## Problem set
1. In the article about Illinois withholding health program enrollment data, which federal law did the state cite as barring the release?
2. Pick up the article on Illinois refusing county-level health enrollment figures right after its last sentence, and carry it forward.

START Document segment

By: Mark Fitzgerald
Illinois’ Rod Blagojevich is one of several U.S. governors who are attempting to raise their national profile by extending health care to uninsured or underinsured children. Blagojevich calls his state-run health programs “All Kids,” and he trumpets it constantly — especially when, as now, he is in a tough budget fight with the legislative majority leaders of his own Democratic Party.
But when Dean Olsen, the health care reporter for The State Journal-Register in Illinois’ capital city Springfield, requested statistics about county-level enrollment for All Kids, Medicaid and other state-run health programs, he got shut down firmly. The paper wanted the information as part of a series of articles on the county-by-county impact of extending state-subsidized health coverage.
Illinois agencies rejected his oral requests for information. When Olsen made a formal request under the Illinois Freedom of Information Act (FOIA), the state’s acting freedom of information officer, Mark Iocca, wrote back to say the data was exempt from the law, and that the state was prohibited from releasing it because of the federal Health Insurance Portability and Accountability Act of 1996, better known by its acronym HIPAA.

END Document segment
START Provided material

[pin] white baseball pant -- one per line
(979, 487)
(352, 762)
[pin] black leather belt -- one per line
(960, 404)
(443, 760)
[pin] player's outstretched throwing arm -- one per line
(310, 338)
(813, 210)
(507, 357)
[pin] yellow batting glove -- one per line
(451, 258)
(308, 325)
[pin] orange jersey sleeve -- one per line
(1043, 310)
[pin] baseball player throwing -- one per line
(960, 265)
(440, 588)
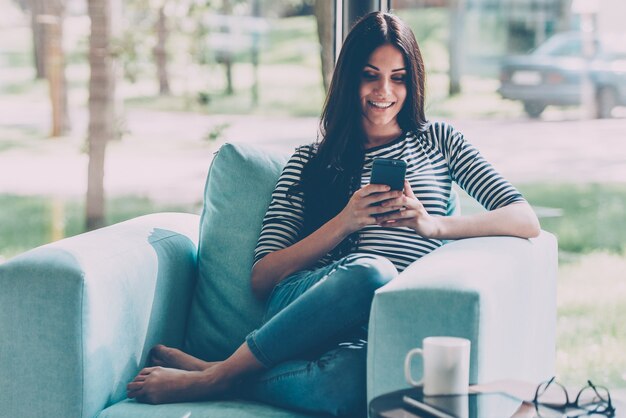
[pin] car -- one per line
(553, 74)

END Provided material

## Your written answers
1. The Health Insurance Portability and Accountability Act of 1996 (HIPAA).

2.
The State Journal-Register is not seeking names of the enrollees, but Iocca told the paper that doesn’t matter.
“You indicated in your request that you were ‘not requesting names of people enrolled in these programs,'” Iocca wrote. “A request that does not ask for names does not alter the applicability of the cited FOIA exemptions (see: Chicago Tribune Company v. Board of Education of the City of Chicago, 332 Ill.App.3d 60, 773 N.W.2d 674 (2202)). The information you seek is part of the Department’s clients’ case records and is not directly related to the administration of the assistance programs. Therefore, under federal and state law and regulation, as cited above, the information is confidential and is prohibited from being released.”
Now the Association of Health Care Journalists (AHCJ), a national group with about 1,000 member, is crying foul.